Exercise goal:
How many lines in the entries below contain the string "neck"? Case counts. Reply with the number only.

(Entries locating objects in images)
==============================

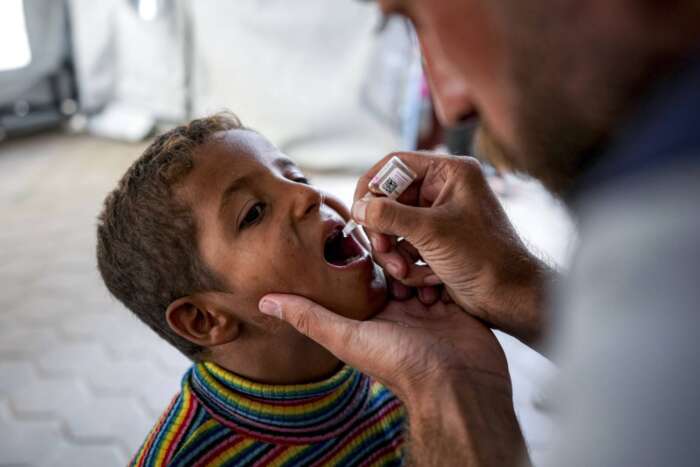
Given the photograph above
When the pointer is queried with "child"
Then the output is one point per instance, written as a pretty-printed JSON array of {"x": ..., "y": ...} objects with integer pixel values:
[{"x": 208, "y": 220}]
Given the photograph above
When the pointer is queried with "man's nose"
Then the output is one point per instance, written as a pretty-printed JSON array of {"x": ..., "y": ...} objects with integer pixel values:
[
  {"x": 449, "y": 89},
  {"x": 306, "y": 200}
]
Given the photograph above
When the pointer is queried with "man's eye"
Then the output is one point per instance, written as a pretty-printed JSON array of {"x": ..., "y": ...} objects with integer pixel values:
[{"x": 253, "y": 215}]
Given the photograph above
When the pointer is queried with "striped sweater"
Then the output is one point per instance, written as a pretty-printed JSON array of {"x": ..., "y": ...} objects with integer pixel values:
[{"x": 219, "y": 419}]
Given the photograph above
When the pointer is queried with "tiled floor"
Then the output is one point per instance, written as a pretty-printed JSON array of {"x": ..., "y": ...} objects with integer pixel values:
[{"x": 81, "y": 380}]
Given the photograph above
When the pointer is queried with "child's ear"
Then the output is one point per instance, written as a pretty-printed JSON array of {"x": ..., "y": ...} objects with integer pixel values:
[{"x": 201, "y": 319}]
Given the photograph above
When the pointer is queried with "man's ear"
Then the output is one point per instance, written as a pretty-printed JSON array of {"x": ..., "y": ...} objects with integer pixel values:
[{"x": 202, "y": 319}]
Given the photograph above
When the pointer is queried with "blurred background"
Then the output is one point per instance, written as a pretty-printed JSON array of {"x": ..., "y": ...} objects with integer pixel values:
[{"x": 84, "y": 85}]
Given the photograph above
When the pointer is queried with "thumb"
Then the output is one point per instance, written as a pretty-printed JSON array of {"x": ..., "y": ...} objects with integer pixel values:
[
  {"x": 333, "y": 331},
  {"x": 390, "y": 217}
]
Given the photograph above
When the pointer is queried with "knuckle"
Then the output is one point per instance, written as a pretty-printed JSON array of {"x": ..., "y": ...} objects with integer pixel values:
[{"x": 304, "y": 319}]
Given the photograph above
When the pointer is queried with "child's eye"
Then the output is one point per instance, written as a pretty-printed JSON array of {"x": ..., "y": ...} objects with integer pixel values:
[{"x": 253, "y": 215}]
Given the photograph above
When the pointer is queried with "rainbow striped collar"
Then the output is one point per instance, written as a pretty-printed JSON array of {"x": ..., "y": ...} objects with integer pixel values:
[{"x": 284, "y": 414}]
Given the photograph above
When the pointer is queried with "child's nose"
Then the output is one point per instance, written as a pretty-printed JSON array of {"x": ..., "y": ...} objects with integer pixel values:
[{"x": 307, "y": 199}]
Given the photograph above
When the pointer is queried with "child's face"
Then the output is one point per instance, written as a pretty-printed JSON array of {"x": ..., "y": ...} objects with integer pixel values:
[{"x": 263, "y": 229}]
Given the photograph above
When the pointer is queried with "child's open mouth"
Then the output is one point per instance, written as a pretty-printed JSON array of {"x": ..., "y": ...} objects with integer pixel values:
[{"x": 340, "y": 250}]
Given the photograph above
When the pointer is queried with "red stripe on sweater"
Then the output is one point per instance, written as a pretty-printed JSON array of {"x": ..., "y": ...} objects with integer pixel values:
[
  {"x": 211, "y": 455},
  {"x": 155, "y": 432},
  {"x": 181, "y": 431},
  {"x": 383, "y": 413}
]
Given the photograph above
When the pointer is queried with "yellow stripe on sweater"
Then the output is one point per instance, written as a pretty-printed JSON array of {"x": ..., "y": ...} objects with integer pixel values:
[
  {"x": 169, "y": 437},
  {"x": 271, "y": 409}
]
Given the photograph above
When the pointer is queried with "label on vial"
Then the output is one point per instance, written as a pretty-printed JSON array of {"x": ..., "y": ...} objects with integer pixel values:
[{"x": 392, "y": 179}]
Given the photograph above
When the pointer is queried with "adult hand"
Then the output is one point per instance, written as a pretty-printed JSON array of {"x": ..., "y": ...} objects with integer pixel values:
[
  {"x": 452, "y": 220},
  {"x": 446, "y": 366}
]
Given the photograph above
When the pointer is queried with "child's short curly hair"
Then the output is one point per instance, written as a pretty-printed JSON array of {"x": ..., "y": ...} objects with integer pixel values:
[{"x": 146, "y": 240}]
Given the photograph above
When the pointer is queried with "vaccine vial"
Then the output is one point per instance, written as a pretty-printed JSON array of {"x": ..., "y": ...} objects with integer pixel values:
[{"x": 390, "y": 181}]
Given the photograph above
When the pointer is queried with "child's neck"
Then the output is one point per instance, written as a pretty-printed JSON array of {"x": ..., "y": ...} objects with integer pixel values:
[{"x": 274, "y": 362}]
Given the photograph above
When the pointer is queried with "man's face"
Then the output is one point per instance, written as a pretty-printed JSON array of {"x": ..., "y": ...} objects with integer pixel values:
[
  {"x": 541, "y": 76},
  {"x": 262, "y": 228}
]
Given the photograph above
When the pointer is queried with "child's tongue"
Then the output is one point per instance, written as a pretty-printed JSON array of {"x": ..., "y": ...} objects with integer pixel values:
[{"x": 341, "y": 250}]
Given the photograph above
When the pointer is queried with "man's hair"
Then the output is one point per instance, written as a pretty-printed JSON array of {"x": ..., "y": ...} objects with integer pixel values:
[{"x": 147, "y": 240}]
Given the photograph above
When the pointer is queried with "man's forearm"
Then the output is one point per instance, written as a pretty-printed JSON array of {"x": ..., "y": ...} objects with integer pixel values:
[{"x": 466, "y": 423}]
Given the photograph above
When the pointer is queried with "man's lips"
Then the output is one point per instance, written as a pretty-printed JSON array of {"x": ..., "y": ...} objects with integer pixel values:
[{"x": 339, "y": 251}]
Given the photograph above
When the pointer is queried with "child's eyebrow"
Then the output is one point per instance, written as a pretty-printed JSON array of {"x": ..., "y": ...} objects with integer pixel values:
[
  {"x": 233, "y": 187},
  {"x": 284, "y": 162}
]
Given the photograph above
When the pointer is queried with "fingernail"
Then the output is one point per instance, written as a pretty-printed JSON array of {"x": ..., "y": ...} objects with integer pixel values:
[
  {"x": 393, "y": 268},
  {"x": 359, "y": 210},
  {"x": 270, "y": 307},
  {"x": 432, "y": 280}
]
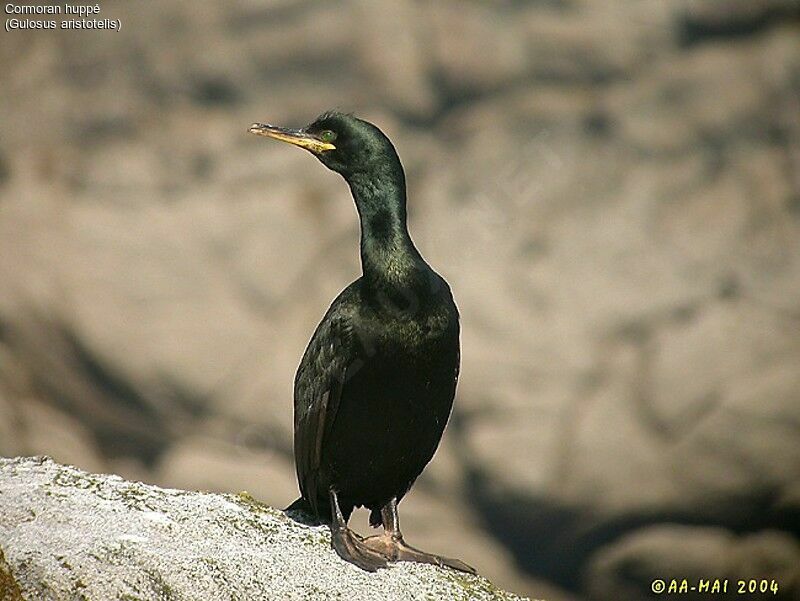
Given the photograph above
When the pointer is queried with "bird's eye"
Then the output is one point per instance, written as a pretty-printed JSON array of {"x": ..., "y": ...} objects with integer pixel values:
[{"x": 327, "y": 135}]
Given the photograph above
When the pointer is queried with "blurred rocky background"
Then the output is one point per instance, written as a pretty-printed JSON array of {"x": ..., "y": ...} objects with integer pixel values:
[{"x": 611, "y": 188}]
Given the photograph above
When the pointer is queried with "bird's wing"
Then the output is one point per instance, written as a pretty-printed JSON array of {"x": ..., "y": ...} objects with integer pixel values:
[{"x": 317, "y": 392}]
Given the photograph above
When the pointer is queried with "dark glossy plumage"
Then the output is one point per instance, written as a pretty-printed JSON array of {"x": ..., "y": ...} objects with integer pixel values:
[{"x": 375, "y": 387}]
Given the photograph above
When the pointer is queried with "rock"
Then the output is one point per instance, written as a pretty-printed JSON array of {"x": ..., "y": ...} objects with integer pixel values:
[{"x": 66, "y": 533}]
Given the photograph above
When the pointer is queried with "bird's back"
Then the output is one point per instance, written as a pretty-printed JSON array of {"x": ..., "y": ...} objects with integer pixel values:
[{"x": 380, "y": 372}]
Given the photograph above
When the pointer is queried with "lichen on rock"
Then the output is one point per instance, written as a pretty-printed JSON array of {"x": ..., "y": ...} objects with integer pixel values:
[{"x": 68, "y": 534}]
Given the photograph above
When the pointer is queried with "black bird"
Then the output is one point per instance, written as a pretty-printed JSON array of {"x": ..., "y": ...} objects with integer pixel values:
[{"x": 375, "y": 387}]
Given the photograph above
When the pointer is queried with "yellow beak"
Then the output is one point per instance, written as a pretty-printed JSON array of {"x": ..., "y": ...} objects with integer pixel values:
[{"x": 298, "y": 137}]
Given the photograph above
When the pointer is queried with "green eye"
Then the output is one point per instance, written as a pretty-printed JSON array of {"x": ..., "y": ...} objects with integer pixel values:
[{"x": 327, "y": 135}]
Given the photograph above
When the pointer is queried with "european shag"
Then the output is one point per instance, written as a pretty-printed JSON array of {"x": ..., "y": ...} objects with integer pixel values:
[{"x": 375, "y": 387}]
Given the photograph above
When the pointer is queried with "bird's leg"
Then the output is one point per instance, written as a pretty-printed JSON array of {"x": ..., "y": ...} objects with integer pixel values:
[
  {"x": 349, "y": 545},
  {"x": 392, "y": 545}
]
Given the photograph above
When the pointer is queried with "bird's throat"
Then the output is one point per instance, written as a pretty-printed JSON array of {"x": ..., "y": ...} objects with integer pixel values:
[{"x": 388, "y": 255}]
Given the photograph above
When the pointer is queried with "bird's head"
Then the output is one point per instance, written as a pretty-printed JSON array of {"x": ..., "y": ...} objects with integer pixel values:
[{"x": 342, "y": 142}]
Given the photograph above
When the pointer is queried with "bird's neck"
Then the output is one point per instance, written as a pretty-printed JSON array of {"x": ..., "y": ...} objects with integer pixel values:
[{"x": 389, "y": 258}]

==============================

Answer to the problem:
2